- _Task objective_: Taking the line with "of the water" as the first and the last line of the entries as the final one, copy that span exactly.

- _Records shown_:
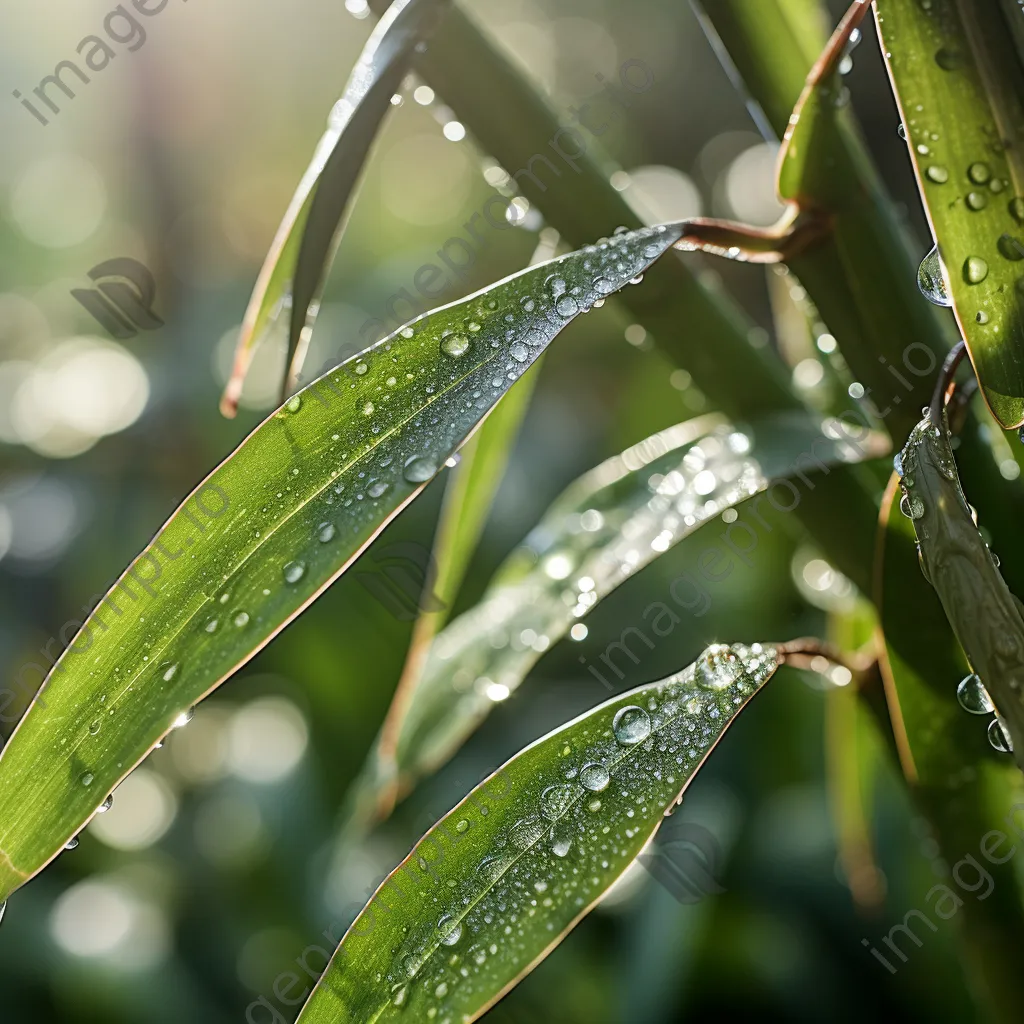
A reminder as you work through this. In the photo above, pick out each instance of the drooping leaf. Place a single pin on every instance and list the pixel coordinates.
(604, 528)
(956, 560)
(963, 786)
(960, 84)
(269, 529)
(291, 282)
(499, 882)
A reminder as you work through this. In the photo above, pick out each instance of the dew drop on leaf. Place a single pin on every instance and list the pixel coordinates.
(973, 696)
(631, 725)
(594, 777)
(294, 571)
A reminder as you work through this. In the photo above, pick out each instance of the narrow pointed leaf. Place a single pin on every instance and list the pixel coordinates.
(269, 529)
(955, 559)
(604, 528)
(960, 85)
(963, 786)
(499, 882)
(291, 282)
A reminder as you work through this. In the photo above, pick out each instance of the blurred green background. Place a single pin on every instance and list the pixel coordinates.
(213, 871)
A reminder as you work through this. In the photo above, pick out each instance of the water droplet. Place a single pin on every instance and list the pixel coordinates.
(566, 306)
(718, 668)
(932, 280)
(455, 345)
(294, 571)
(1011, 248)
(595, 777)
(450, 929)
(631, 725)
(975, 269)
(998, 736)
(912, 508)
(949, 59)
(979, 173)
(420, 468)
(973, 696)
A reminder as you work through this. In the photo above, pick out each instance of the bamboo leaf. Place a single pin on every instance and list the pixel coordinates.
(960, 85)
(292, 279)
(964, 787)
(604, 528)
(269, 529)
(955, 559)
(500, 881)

- _Exercise response_:
A reminder as you work through this. In the photo above, pick out each instance of the water droplet. Place a single pin on every instance and list the pixel coordinates.
(566, 306)
(718, 668)
(932, 280)
(455, 345)
(294, 571)
(1011, 248)
(595, 777)
(450, 929)
(631, 725)
(975, 269)
(998, 736)
(912, 508)
(949, 59)
(979, 173)
(420, 468)
(973, 696)
A reminder as you work through this. In the photo above, pick out each instance of the bamboo leaf. Place a single pin on every instance and list the pixel coordinates.
(960, 85)
(292, 279)
(964, 787)
(604, 528)
(269, 529)
(955, 559)
(500, 881)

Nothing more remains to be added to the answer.